The West has been wondering what has gone wrong with Buddhism in Myanmar since 2012 and the violence primarily by Buddhists against Muslims. Yet I want to suggest that this is the wrong question, and that the West needs to take a look in the mirror. The West’s skewed view of Buddhism as a ‘peaceful’ religion, combined with the stereotypical view of Islam as inherently ‘violent’, are a core part of the problem.
Over the past month several reports and a barrage of media reports have surfaced in an attempt to explain the violence against Muslims in Myanmar. Yet implicitly such reports often promote the ‘real’ teachings of Buddhism as a ‘peaceful’ religion, and this adds to the Western stereotype of Islam as somehow ‘violent’.
Let me illustrate this by taking a different perspective to some of the issued raised by Contesting Buddhist Narratives. This report prioritises understanding Buddhist fears and concerns, represented in the irrational ranting of the monk (and former convicted criminal) U Wirathu, who is mentioned or quoted from at least 25 times in the report. Yes, we need to understand all aspects of the conflict, but we have paid so little attention to Muslim communities in Myanmar, and this lack of information continues to fuel stereotypes about both Buddhism and Islam. This obscures Muslims’ concerns and fails to acknowledge that Muslims have serious fears too.

**Dataset records**
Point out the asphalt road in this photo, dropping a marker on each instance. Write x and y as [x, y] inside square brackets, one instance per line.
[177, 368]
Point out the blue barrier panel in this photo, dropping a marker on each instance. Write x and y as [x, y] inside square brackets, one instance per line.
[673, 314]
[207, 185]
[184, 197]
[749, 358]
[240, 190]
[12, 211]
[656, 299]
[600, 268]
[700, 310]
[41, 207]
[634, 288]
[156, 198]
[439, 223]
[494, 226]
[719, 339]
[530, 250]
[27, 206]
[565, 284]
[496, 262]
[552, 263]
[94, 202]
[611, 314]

**Complete the following**
**1)** Reproduce the Myanmar commentary word for word, everything from "Let me illustrate" down to "serious fears too.".
**2)** According to the Myanmar commentary, at least how many times is U Wirathu mentioned or quoted in the report Contesting Buddhist Narratives?

**Outputs for the tasks**
**1)**
Let me illustrate this by taking a different perspective to some of the issued raised by Contesting Buddhist Narratives. This report prioritises understanding Buddhist fears and concerns, represented in the irrational ranting of the monk (and former convicted criminal) U Wirathu, who is mentioned or quoted from at least 25 times in the report. Yes, we need to understand all aspects of the conflict, but we have paid so little attention to Muslim communities in Myanmar, and this lack of information continues to fuel stereotypes about both Buddhism and Islam. This obscures Muslims’ concerns and fails to acknowledge that Muslims have serious fears too.

**2)** At least 25 times.